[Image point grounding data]
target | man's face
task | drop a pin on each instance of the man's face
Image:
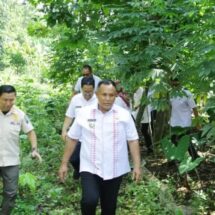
(7, 100)
(106, 95)
(86, 72)
(175, 83)
(87, 91)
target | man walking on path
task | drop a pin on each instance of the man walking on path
(85, 98)
(181, 115)
(104, 129)
(86, 72)
(12, 121)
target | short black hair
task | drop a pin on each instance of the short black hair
(7, 89)
(86, 66)
(107, 82)
(88, 81)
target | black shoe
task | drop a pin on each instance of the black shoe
(76, 175)
(150, 151)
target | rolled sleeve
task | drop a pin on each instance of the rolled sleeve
(26, 125)
(74, 131)
(71, 110)
(131, 131)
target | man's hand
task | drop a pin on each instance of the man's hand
(36, 154)
(63, 135)
(137, 174)
(62, 173)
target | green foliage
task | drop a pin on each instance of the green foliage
(173, 152)
(178, 153)
(28, 181)
(187, 165)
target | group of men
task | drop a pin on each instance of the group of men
(97, 133)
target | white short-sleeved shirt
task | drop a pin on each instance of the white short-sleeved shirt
(77, 87)
(78, 101)
(104, 140)
(181, 113)
(10, 126)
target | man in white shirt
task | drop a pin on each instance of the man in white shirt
(86, 72)
(104, 129)
(12, 121)
(182, 107)
(85, 98)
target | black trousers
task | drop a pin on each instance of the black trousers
(146, 135)
(95, 188)
(75, 158)
(177, 134)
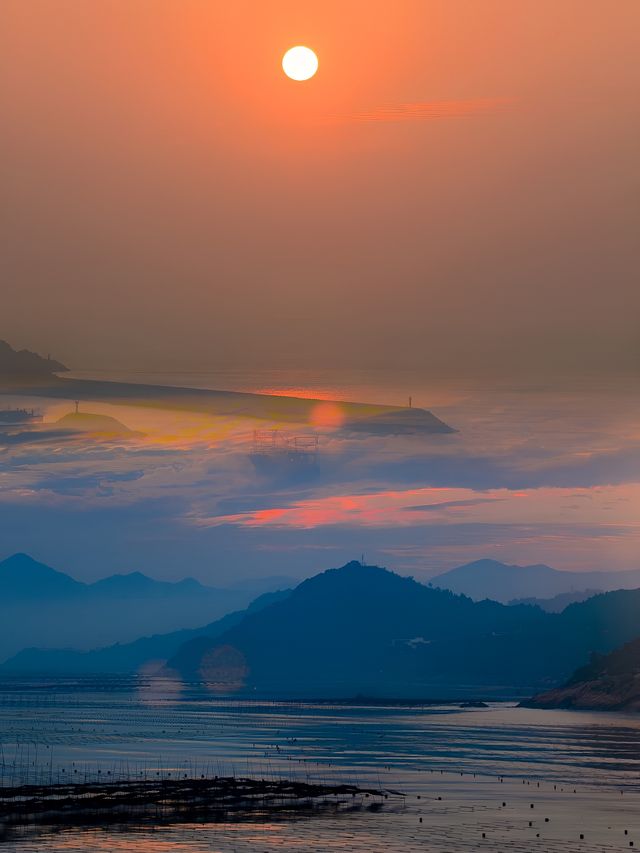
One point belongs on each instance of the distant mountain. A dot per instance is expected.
(42, 607)
(84, 422)
(607, 683)
(126, 658)
(504, 583)
(21, 363)
(559, 602)
(364, 630)
(22, 578)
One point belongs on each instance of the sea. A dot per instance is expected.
(494, 777)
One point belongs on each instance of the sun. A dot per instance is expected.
(300, 63)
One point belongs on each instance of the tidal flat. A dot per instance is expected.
(494, 778)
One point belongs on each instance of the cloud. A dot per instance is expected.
(432, 110)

PROMPT:
Return every entry above exactly. Pictures stay out.

TASK OUTPUT:
target | man's face
task | drop a pin on each instance of the man's face
Image:
(7, 100)
(106, 95)
(86, 72)
(175, 83)
(87, 91)
target | man walking on path
task | drop a pin on each instance of the man walking on path
(85, 98)
(181, 115)
(104, 129)
(86, 72)
(12, 121)
target | short black hair
task | drop a pin on each instance of the short black hair
(7, 89)
(86, 66)
(107, 82)
(88, 81)
target | black shoe
task | drop a pin on each instance of the black shoe
(76, 175)
(150, 151)
target | rolled sleeve
task | drop a pin on each instance of the rolled sleeve
(26, 125)
(74, 131)
(71, 110)
(131, 131)
target | man's hand
task | drop a pin on each instance of the man's hand
(36, 154)
(63, 135)
(137, 174)
(62, 173)
target | green foliage
task | drop a pin on each instance of the green foliage
(173, 152)
(178, 153)
(28, 181)
(187, 165)
target | group of men
task | drop a pin on each instance of the group of men
(97, 133)
target | white short-sleeved shirt
task | drop a pin on each instance of the white short-sleeved shirt
(77, 87)
(78, 101)
(104, 140)
(181, 113)
(10, 126)
target | man in white shirt
task | drop a pin on each instance of the man in white shirt
(86, 72)
(104, 129)
(12, 121)
(182, 107)
(85, 98)
target | black trousers
task | drop a pin on each instance of the black trousers
(146, 135)
(95, 188)
(75, 158)
(177, 134)
One point belongs on each instance of the distant mountain. A dot per instance is expected.
(42, 607)
(84, 422)
(607, 683)
(126, 658)
(504, 583)
(21, 363)
(559, 602)
(364, 630)
(22, 578)
One point belongs on each instance of the sea. A dot per instance is expected.
(494, 777)
One point belongs on each instance of the sun. A dot per instance is expected.
(300, 63)
One point belongs on each instance of the tidal flat. A dot per instance is expected.
(494, 778)
One point belongs on each instance of the cloud. A dot per instance is expected.
(432, 110)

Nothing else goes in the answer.